(Provided records begins)

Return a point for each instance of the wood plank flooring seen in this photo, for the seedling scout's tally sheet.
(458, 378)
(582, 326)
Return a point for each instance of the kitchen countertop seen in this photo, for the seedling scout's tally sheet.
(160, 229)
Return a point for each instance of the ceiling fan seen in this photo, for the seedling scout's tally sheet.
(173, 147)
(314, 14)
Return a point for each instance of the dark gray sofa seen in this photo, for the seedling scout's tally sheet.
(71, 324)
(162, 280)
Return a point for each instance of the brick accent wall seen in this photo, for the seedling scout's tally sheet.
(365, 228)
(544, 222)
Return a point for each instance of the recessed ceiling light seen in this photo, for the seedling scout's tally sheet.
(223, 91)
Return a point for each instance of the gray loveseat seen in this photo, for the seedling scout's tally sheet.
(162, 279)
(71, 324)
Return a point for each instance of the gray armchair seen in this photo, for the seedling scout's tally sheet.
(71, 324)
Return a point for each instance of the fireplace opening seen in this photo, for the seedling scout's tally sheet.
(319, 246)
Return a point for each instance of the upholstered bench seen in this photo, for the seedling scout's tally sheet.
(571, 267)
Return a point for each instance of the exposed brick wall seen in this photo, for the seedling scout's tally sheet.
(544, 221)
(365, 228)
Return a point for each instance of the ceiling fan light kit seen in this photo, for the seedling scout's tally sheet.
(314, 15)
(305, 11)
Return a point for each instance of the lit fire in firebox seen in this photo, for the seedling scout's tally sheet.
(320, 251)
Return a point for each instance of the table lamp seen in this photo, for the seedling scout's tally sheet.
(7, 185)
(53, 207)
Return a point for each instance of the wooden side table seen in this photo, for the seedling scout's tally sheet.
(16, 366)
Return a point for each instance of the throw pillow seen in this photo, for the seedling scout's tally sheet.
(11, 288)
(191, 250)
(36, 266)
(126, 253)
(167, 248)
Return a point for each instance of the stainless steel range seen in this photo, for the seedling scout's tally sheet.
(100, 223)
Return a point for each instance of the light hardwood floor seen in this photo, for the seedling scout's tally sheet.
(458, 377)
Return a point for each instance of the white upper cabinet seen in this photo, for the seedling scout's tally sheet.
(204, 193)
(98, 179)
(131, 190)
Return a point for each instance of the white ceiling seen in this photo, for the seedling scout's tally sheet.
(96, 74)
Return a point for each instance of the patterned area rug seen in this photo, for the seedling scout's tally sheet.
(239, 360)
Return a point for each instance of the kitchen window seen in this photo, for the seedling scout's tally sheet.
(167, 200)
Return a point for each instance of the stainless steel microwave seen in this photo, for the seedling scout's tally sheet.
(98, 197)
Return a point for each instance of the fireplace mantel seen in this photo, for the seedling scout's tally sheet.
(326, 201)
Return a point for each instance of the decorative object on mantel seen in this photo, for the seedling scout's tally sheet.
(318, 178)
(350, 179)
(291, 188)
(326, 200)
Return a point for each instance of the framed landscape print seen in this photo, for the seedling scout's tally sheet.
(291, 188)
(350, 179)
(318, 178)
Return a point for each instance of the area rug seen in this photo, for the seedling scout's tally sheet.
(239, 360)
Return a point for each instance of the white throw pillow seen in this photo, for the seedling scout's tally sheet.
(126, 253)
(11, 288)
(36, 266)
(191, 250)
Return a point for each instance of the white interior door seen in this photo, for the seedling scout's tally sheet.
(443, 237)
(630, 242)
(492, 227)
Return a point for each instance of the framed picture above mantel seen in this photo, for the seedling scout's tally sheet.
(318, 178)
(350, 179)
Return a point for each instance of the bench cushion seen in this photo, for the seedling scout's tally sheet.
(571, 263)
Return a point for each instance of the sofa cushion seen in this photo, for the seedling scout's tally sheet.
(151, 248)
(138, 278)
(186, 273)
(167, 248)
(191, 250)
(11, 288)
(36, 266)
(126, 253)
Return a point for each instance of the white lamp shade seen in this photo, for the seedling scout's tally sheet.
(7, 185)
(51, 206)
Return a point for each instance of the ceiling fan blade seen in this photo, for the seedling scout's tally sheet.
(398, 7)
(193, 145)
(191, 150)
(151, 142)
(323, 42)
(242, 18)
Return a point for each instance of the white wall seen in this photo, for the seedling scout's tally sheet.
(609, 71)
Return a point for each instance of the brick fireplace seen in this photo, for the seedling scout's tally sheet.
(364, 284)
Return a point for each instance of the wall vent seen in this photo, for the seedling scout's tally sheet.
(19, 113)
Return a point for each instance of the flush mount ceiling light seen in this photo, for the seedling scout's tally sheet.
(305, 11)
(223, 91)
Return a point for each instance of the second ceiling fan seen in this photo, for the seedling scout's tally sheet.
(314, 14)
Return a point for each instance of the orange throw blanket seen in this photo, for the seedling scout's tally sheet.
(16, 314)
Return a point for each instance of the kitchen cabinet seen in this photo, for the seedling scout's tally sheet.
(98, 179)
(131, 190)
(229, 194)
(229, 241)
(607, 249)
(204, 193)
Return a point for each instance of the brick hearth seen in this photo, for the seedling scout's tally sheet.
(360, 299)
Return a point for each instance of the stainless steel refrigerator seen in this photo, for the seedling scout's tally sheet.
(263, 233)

(Provided records ends)

A complete and exact reproduction of the data is needed.

(Task result):
Return a point for each instance of the wood plank flooring seen in this photo, for the seedling scout's tally sheet.
(458, 378)
(582, 326)
Return a point for each instance of the kitchen countertop seen in this photo, for the seedling scout's tally sheet.
(160, 229)
Return a point for each instance of the ceiling fan seen in this photo, for the seedling scout's tally sheet.
(173, 147)
(314, 14)
Return a point for each instance of the dark gray sofa seen in this photo, for the seedling scout's tally sheet.
(71, 324)
(162, 280)
Return a point for each instance of the brick accent wall seen in this photo, for the seedling scout's tally sheet.
(365, 228)
(544, 222)
Return a point for each instance of the recessed ceiling light seen in this photo, for the seedling scout's tally sheet.
(223, 91)
Return a point for each instance of the gray loveseat seen in this photo, for the seedling scout's tally sheet.
(162, 279)
(71, 324)
Return a point for each instance of the gray armchair seen in this photo, for the seedling scout's tally sheet.
(71, 324)
Return a point for each instance of the fireplace opening seen in this photo, for the seedling scout's tally sheet.
(319, 246)
Return a point for each instance of the upholstered bench seen in this photo, for the seedling scout's tally sheet.
(571, 267)
Return a point for each instance of the exposed brick wall seen in this photo, for the seedling scout's tally sheet.
(544, 221)
(365, 228)
Return a point for each instance of the ceiling fan light kit seen in this photo, for the seedling scout's tally sheet.
(314, 15)
(305, 11)
Return a point for each instance of the lit fire in firebox seen in this photo, for the seedling scout's tally sheet.
(320, 251)
Return a point for each instance of the table lamp seen in this photo, for the seedling scout's tally sheet.
(7, 185)
(53, 207)
Return a point for each instance of the wooden side table seen in this photo, for the seedling scout's tally sheet.
(16, 366)
Return a point for each instance of the throw pillow seen in this photo, for the seedling scout's tally sheet.
(11, 288)
(191, 250)
(36, 266)
(126, 253)
(167, 248)
Return a point for each instance of the stainless steel range seen in this photo, for the seedling scout's tally sheet.
(100, 223)
Return a point for each instance of the light hardwood floor seen in this photo, for the seedling scout's tally sheet.
(458, 377)
Return a point for each instance of the white upper cabinet seen in this photo, for the seedling scout's tally sheet.
(204, 193)
(98, 179)
(131, 190)
Return a point for each instance of the white ceiling seen in this photo, for the seedling scout's tally sheet.
(96, 74)
Return a point for each instance of the patterned area rug seen in this photo, for the seedling scout's tally sheet.
(239, 360)
Return a point for each instance of the kitchen window seen in this photo, for the seedling scout's tally sheet.
(167, 200)
Return a point for each instance of the stainless steel microwave seen in this photo, for the seedling scout's tally sheet.
(98, 197)
Return a point for each instance of the fireplace mantel seen in this photo, for the seedling scout's tally sheet.
(326, 201)
Return a point for each instance of the decorative object on mantel seen in this photo, for the seedling scout's tally sheet.
(318, 178)
(350, 179)
(291, 188)
(326, 200)
Return a point for each instance of the framed landscape print seen in this photo, for the seedling scout's tally sheet.
(291, 188)
(350, 179)
(318, 178)
Return a point for each instance of the area rug seen in this photo, for the seedling scout's tally sheet.
(239, 360)
Return a point for each instance of the white throw pillow seen in this photo, for the seedling scout's tally sheet.
(126, 253)
(11, 288)
(36, 266)
(191, 250)
Return a point for each instance of the white interior door seen in this photo, for the seedling scout's tally sheet.
(443, 237)
(630, 242)
(492, 227)
Return a point for each instance of the framed picture above mantel seen in this photo, for the seedling scout's tally sheet.
(318, 178)
(350, 179)
Return a point for each instance of the bench cushion seen in this photo, for the seedling scout's tally sheet.
(571, 263)
Return a point for each instance of the sofa cushion seen in this photo, for the seedling scout's tally sheet.
(151, 248)
(138, 278)
(186, 273)
(167, 248)
(191, 250)
(11, 288)
(36, 266)
(126, 253)
Return a point for each instance of the white lamp shade seen in this photo, for the seedling scout's tally sheet.
(7, 185)
(51, 206)
Return a point for each instance of the ceiling fan blade seen in this photo, for the seedling scout's tally sheet.
(398, 7)
(193, 145)
(191, 150)
(151, 142)
(323, 42)
(242, 18)
Return a point for each instance of the white wall seen in this photo, for the seedling scout's tally sheet.
(609, 71)
Return a point for each instance of the brick fireplace seen in this photo, for the seedling scout's tally sheet.
(364, 284)
Return a point for each instance of the wall vent seen in this photo, for the seedling scout's tally sheet.
(19, 113)
Return a point for each instance of the flush mount ceiling light seen in this photo, for the seedling scout's tally sheet.
(305, 11)
(223, 91)
Return a point for each instance of the second ceiling fan seen in this photo, for the seedling scout's tally sheet.
(314, 14)
Return a point for each instance of the orange throw blanket seen in this photo, for the seedling scout's tally sheet.
(16, 314)
Return a point for each instance of the kitchen cabinet seen in this photo, for the seedling scout's tally sheet.
(98, 179)
(131, 190)
(229, 194)
(229, 241)
(607, 249)
(204, 193)
Return a point for each instance of the brick hearth seen in this photo, for the seedling scout's tally sheet.
(360, 299)
Return a point for each instance of the stainless steel refrigerator seen in this photo, for the seedling scout's tally sheet.
(263, 233)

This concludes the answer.